## [TASK ITEM]
Examine the records and identify each line that includes the string "then". Copy those lines.

Records from a dataset

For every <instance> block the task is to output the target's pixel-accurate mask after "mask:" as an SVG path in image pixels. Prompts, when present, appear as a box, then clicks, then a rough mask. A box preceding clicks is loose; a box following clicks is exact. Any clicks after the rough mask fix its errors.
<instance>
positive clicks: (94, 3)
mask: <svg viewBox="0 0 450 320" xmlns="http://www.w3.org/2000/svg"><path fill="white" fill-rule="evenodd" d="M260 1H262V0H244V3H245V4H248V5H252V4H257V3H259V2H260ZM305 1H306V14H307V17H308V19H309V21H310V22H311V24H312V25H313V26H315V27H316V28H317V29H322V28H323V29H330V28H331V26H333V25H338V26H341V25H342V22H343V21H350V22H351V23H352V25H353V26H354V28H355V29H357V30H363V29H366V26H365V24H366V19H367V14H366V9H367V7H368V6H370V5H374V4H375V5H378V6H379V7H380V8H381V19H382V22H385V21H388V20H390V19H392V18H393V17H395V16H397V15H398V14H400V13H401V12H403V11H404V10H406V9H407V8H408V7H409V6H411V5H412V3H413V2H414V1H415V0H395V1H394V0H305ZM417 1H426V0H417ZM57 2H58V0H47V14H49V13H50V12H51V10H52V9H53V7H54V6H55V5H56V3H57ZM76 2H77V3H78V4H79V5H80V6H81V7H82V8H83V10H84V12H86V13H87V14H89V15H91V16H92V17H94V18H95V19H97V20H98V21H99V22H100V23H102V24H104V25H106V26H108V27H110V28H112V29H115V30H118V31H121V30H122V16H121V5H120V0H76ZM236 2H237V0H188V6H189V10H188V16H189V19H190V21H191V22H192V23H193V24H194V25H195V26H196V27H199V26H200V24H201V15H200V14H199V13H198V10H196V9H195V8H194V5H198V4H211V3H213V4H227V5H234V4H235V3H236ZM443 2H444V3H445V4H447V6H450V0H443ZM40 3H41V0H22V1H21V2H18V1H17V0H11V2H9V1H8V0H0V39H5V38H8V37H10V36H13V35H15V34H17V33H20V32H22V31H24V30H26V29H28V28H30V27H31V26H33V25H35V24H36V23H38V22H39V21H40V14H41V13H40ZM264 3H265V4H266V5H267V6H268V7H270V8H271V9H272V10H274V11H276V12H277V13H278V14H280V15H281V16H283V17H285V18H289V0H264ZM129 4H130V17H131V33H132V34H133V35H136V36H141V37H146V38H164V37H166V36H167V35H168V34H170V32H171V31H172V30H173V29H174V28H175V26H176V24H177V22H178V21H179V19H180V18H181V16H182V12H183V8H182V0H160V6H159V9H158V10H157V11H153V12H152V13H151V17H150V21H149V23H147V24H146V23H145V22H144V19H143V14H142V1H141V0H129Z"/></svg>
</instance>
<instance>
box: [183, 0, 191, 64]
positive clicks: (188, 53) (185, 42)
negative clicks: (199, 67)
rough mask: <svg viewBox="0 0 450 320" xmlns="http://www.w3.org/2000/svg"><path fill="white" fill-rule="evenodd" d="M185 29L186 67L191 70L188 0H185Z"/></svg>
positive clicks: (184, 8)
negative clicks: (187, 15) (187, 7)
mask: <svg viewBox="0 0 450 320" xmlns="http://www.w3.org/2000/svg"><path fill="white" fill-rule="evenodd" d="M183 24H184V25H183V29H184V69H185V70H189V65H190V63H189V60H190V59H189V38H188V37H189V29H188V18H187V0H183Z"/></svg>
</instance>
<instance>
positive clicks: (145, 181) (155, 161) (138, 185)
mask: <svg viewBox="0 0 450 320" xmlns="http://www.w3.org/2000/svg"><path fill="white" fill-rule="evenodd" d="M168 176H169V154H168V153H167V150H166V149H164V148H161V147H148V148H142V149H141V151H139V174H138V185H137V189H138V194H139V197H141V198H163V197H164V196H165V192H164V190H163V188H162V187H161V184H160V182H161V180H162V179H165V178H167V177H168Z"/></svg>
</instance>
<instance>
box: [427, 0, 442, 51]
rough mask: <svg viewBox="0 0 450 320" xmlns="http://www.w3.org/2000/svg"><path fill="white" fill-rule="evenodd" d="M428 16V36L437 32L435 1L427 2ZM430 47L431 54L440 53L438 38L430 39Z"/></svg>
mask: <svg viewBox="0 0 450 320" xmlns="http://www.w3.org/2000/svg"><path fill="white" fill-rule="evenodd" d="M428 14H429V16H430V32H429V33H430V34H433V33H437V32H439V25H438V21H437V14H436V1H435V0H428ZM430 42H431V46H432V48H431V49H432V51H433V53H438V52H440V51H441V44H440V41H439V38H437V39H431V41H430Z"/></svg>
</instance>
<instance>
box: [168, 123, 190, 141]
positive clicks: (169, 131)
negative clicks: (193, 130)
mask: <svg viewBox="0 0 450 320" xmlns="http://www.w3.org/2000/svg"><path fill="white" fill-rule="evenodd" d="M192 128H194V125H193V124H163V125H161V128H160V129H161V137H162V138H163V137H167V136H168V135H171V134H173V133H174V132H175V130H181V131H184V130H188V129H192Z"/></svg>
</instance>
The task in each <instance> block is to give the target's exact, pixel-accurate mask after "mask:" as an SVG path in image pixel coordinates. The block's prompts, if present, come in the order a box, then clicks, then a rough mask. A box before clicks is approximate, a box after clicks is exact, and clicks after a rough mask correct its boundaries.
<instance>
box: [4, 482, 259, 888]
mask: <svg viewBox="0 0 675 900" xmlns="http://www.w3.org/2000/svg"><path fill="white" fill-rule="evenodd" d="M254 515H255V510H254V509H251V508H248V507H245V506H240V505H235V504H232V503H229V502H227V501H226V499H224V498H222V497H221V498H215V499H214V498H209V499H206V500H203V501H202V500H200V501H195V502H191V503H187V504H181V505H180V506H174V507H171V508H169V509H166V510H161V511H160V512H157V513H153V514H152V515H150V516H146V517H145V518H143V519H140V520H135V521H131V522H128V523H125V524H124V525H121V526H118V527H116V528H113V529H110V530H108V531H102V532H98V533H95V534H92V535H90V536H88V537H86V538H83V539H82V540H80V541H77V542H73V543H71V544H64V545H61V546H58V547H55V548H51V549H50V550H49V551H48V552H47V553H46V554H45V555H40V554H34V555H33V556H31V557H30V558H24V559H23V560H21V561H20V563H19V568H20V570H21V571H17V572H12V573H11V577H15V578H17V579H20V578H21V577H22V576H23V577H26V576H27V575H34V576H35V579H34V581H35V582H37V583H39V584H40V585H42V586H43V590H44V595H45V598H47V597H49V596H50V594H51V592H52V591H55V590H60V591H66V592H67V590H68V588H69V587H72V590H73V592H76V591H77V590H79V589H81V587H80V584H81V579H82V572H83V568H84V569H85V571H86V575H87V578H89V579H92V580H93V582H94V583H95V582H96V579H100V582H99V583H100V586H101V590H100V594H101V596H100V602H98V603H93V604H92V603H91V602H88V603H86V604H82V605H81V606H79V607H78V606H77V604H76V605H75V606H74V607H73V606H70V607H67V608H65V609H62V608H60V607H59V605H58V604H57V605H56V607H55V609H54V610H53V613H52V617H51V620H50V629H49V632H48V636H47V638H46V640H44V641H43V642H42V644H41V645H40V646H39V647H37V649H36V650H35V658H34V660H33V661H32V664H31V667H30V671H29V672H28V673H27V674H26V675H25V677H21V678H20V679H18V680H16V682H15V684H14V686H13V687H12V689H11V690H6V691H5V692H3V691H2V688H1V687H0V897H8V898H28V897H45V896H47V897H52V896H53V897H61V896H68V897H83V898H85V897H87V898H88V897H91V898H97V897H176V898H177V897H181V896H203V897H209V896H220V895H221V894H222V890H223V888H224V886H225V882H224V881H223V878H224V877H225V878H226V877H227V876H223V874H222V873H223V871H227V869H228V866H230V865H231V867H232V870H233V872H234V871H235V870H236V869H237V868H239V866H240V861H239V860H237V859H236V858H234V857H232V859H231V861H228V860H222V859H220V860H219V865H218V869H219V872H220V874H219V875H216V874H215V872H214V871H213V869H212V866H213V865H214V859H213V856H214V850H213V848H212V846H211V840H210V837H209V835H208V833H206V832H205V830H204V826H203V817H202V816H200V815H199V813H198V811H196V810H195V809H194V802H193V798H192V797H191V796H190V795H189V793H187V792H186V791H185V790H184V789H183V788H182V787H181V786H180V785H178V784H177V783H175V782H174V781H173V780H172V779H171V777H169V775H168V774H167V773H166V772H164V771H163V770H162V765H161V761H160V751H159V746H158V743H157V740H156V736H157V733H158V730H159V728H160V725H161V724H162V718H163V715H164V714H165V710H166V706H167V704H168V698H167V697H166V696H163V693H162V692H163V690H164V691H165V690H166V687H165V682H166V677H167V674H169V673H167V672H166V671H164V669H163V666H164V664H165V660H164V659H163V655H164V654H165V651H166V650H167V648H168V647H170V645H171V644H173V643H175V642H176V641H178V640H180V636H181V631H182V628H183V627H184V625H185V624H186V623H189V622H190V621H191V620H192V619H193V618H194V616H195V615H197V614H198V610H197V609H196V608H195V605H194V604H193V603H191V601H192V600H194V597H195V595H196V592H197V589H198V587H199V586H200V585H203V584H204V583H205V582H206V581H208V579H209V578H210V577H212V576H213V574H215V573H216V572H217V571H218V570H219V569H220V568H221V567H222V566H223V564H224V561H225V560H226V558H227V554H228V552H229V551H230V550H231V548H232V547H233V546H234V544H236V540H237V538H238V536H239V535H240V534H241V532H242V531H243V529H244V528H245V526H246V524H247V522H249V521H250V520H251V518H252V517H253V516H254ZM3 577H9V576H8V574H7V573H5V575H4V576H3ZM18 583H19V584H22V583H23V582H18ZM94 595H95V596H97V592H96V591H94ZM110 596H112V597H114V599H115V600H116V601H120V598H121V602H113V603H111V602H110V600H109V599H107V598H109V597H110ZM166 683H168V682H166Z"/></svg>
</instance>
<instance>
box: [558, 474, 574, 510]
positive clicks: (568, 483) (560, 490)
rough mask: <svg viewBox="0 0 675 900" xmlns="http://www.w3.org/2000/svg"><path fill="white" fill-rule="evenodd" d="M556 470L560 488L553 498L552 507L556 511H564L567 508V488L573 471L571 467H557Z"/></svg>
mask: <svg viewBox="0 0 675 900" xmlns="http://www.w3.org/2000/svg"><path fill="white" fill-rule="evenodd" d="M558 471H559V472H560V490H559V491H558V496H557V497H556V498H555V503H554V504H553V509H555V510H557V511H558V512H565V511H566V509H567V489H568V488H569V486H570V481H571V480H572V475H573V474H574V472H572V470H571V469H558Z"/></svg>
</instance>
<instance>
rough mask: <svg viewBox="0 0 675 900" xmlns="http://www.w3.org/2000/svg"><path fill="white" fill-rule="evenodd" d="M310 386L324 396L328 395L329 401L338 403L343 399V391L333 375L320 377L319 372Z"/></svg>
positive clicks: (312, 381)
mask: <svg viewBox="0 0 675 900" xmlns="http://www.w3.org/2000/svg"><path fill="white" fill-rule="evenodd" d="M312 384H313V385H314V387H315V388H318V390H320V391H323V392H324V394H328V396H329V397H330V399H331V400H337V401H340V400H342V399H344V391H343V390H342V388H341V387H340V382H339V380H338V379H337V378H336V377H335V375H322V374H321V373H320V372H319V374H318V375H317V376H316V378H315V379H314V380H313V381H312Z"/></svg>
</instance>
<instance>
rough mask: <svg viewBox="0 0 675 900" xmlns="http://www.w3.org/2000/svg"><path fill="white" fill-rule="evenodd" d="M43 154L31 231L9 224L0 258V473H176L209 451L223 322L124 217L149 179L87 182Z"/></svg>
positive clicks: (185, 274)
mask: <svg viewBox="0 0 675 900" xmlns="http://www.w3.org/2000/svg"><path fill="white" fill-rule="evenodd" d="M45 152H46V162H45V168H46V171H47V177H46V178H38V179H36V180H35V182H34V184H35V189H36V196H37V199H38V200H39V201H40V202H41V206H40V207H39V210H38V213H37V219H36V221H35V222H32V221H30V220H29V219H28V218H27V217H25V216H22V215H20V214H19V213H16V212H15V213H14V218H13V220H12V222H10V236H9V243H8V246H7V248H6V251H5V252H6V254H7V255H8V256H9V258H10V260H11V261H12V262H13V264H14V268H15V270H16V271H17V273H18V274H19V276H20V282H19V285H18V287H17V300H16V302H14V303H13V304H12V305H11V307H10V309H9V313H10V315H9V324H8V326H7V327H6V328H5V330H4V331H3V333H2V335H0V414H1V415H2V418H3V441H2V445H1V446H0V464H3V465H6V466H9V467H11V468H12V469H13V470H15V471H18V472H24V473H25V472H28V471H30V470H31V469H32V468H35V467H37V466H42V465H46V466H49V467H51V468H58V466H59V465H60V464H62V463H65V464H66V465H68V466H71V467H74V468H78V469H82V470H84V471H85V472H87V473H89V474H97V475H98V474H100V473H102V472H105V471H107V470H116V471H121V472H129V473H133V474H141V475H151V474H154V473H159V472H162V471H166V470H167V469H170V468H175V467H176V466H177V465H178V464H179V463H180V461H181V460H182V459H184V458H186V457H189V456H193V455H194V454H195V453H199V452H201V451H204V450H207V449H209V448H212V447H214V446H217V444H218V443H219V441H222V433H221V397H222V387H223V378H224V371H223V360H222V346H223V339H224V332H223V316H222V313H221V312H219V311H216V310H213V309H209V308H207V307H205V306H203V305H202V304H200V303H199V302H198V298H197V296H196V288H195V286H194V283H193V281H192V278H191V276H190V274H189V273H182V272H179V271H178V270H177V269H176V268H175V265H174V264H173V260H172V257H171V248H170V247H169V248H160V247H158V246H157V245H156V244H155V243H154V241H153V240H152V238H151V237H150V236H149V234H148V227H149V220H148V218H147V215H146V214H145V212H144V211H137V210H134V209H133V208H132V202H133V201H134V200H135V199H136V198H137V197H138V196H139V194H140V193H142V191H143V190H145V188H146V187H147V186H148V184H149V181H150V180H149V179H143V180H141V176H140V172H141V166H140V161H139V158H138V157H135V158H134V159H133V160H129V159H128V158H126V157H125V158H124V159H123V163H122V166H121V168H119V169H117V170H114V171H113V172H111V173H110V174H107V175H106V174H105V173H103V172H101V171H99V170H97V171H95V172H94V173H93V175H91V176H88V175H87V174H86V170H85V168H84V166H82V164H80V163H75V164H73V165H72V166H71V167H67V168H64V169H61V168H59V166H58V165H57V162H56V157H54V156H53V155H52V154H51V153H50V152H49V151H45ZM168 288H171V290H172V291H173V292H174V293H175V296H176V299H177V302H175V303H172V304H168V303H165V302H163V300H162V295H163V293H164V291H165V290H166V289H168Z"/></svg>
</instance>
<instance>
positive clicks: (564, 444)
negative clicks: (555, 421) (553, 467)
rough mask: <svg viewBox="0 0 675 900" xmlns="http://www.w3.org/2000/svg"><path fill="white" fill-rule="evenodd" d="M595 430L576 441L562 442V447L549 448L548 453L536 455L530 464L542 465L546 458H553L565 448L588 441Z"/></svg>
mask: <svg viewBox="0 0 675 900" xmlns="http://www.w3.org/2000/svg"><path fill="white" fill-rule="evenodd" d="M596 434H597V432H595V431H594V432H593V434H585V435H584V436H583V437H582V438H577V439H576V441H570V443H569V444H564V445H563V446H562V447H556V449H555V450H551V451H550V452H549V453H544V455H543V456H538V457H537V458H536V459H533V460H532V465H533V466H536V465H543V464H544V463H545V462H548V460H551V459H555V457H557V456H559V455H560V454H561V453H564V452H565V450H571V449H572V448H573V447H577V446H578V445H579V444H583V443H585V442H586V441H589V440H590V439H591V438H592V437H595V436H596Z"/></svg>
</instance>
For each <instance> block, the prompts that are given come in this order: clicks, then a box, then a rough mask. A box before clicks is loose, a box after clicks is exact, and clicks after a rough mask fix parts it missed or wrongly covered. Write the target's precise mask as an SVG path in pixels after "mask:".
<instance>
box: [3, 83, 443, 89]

## [RESULT FOR THIS TASK]
For every <instance> block the task is to output the target's pixel-accurate mask after "mask:" as an SVG path in image pixels. Prompts, when present, appear as a box, then clicks, then a rough mask. A box preceding clicks is loose; a box following clicks is exact. Any clicks after the rough mask fix its errors.
The task in each <instance> block is to give the target's exact, pixel-accurate mask after "mask:" as an SVG path in image pixel coordinates. The block's prompts, if present, come in the order a box, then clicks, then a rough mask. A box before clicks is approximate, a box after clicks is exact, and clicks after a rough mask correct its boundaries.
For each <instance> block, the prompts that are given come in this order: clicks, then a box, then a rough mask. A box before clicks is loose, a box after clicks is exact, and clicks after a rough mask fix parts it missed or wrongly covered. Write the target's precise mask as an SVG path in pixels after "mask:".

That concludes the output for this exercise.